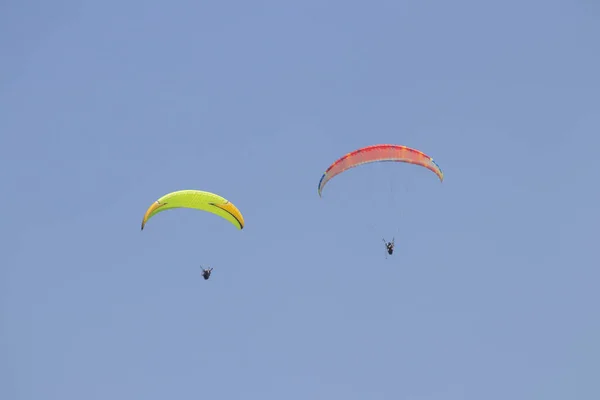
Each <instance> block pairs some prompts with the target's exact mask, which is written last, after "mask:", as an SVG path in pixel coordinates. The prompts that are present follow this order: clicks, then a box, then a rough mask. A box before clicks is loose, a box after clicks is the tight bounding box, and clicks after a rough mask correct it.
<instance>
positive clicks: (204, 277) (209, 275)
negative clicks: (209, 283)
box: [200, 267, 212, 280]
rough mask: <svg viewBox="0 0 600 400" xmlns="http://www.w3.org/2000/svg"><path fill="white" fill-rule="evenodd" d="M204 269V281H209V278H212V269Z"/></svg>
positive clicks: (211, 268)
mask: <svg viewBox="0 0 600 400" xmlns="http://www.w3.org/2000/svg"><path fill="white" fill-rule="evenodd" d="M200 268H202V277H203V278H204V280H207V279H208V278H210V273H211V272H212V268H208V269H204V268H203V267H200Z"/></svg>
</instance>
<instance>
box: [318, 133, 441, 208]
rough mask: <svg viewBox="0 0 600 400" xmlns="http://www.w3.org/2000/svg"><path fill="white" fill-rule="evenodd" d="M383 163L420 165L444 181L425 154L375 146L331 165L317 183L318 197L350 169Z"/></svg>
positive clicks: (440, 169) (416, 152)
mask: <svg viewBox="0 0 600 400" xmlns="http://www.w3.org/2000/svg"><path fill="white" fill-rule="evenodd" d="M383 161H395V162H405V163H409V164H416V165H420V166H422V167H425V168H427V169H429V170H431V171H433V172H434V173H435V174H436V175H437V176H438V178H440V182H441V181H443V180H444V173H443V172H442V170H441V169H440V167H439V166H438V165H437V164H436V163H435V161H433V158H431V157H429V156H428V155H427V154H425V153H423V152H421V151H419V150H415V149H411V148H410V147H406V146H399V145H394V144H377V145H374V146H367V147H363V148H360V149H358V150H355V151H353V152H351V153H348V154H346V155H345V156H343V157H342V158H340V159H338V160H337V161H336V162H334V163H333V164H331V165H330V166H329V168H327V171H325V173H324V174H323V176H321V180H320V181H319V197H320V196H321V194H322V191H323V188H324V187H325V184H327V182H329V180H330V179H331V178H333V177H334V176H336V175H338V174H341V173H342V172H344V171H346V170H348V169H350V168H354V167H358V166H359V165H363V164H368V163H373V162H383Z"/></svg>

####

EXERCISE PROMPT ::
Which of the lines above carry the string "instance"? Pick them out and copy them.

RESULT BELOW ::
Each <instance> block pairs some prompts with the target's exact mask, which is written last, after "mask:", as an SVG path in pixel coordinates. The prompts that are present follow this order: clicks, then a box, then a rough mask. A box before clicks is loose, a box after clicks is the tight bounding box, and clicks after a rough mask correct it.
<instance>
</instance>
<instance>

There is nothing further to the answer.